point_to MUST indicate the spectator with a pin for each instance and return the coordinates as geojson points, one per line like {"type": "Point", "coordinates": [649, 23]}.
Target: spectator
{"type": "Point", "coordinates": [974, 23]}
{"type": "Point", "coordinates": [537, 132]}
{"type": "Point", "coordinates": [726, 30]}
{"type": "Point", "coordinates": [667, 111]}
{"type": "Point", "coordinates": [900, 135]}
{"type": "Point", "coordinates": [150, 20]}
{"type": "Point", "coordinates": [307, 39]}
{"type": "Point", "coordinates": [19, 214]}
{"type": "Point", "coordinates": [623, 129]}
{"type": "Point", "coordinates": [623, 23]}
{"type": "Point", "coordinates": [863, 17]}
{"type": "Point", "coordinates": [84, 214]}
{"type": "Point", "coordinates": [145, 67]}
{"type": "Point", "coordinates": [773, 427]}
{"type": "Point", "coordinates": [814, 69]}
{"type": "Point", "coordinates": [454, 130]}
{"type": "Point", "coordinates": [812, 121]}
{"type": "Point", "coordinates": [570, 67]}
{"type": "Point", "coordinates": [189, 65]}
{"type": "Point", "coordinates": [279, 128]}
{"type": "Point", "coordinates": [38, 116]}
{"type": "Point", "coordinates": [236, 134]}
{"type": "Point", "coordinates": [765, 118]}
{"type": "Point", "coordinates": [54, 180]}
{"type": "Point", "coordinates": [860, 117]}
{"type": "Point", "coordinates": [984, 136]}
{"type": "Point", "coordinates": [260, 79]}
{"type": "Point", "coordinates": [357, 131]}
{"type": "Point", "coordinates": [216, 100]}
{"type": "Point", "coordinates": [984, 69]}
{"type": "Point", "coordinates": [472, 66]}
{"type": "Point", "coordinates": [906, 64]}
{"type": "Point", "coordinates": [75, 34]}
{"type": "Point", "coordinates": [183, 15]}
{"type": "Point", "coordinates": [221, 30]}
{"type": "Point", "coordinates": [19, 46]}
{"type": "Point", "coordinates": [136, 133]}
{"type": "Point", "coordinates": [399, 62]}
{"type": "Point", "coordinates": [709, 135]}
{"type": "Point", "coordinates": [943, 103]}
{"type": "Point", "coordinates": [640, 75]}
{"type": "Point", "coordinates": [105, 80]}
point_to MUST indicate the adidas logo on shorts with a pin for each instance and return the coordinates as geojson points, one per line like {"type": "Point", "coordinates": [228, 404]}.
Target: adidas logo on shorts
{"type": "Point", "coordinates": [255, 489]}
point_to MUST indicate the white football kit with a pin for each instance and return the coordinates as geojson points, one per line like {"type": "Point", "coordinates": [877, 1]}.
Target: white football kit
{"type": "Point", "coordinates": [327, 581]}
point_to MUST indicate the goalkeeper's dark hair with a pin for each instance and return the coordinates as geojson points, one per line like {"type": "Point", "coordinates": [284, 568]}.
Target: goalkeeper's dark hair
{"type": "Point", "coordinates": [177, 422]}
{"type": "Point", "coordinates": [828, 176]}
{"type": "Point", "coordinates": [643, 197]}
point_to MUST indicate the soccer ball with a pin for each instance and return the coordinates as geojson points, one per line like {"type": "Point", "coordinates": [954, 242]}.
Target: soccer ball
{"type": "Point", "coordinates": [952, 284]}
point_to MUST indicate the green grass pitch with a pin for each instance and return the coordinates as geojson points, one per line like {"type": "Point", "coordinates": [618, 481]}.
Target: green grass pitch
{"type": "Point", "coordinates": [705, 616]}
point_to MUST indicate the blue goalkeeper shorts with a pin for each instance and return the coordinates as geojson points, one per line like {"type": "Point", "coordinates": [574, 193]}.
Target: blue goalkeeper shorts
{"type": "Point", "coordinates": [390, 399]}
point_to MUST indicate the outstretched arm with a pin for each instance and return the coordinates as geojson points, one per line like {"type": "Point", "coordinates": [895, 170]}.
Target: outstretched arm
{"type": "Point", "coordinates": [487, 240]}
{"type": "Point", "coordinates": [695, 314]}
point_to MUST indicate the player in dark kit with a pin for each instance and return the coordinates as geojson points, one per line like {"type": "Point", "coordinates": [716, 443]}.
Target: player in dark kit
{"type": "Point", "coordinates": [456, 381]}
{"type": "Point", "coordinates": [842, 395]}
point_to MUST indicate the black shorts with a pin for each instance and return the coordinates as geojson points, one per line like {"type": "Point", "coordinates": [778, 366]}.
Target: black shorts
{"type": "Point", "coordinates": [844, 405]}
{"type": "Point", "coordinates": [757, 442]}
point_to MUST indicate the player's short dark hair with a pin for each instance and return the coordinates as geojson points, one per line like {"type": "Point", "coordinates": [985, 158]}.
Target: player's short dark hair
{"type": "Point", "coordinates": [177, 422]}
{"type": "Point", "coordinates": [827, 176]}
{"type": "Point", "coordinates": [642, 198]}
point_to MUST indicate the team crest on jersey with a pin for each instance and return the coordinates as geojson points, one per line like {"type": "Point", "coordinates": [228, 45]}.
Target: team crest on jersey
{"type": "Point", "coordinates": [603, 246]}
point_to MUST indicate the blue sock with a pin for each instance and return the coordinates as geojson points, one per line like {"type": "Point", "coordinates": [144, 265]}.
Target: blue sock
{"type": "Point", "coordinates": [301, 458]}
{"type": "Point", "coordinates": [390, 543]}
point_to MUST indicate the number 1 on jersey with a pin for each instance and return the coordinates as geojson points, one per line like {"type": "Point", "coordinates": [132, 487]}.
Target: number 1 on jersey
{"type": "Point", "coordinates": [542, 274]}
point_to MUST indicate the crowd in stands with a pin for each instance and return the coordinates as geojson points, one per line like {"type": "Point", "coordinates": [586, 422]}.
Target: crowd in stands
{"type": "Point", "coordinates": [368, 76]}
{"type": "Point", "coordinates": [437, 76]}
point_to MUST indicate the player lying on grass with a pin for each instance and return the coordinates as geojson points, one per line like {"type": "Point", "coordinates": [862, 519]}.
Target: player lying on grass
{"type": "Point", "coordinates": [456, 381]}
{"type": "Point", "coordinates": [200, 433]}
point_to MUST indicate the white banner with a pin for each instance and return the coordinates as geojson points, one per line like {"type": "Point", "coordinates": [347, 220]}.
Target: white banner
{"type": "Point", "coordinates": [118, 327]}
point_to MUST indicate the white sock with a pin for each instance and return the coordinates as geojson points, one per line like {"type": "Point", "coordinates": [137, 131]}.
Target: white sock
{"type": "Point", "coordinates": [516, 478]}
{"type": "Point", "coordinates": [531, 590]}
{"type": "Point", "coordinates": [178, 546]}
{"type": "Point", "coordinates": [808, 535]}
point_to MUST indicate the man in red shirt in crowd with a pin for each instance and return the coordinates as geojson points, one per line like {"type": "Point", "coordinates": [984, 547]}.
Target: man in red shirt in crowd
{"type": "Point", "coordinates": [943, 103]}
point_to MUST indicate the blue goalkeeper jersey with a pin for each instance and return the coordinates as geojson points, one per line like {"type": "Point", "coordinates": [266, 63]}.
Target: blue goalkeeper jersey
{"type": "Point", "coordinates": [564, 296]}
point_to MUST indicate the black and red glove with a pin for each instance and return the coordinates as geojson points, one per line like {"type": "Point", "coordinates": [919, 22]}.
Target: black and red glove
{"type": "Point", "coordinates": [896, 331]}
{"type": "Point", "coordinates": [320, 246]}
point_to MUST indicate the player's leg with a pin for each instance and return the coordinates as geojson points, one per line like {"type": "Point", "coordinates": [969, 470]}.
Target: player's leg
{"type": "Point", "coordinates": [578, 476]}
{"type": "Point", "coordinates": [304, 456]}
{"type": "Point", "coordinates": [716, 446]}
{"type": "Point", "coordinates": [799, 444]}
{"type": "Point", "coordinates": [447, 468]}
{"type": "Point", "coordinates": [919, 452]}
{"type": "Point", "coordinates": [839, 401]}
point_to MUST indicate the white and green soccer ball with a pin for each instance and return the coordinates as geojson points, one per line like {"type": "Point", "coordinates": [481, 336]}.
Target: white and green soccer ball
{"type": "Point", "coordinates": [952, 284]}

====

Return exactly the lines from the one containing "point_to MUST indicate the player's leg" through the last line of the records above, both included, and nothing else.

point_to MUST indicate the player's leg with a pin for each instance and return the coordinates as geojson points, one per line like {"type": "Point", "coordinates": [969, 470]}.
Target: player's leg
{"type": "Point", "coordinates": [578, 476]}
{"type": "Point", "coordinates": [304, 456]}
{"type": "Point", "coordinates": [716, 446]}
{"type": "Point", "coordinates": [799, 444]}
{"type": "Point", "coordinates": [447, 468]}
{"type": "Point", "coordinates": [919, 452]}
{"type": "Point", "coordinates": [839, 401]}
point_to MUST indicate the white and green soccer ball with a pin for each instance and return the coordinates as geojson points, one per line like {"type": "Point", "coordinates": [481, 336]}.
Target: white and green soccer ball
{"type": "Point", "coordinates": [952, 284]}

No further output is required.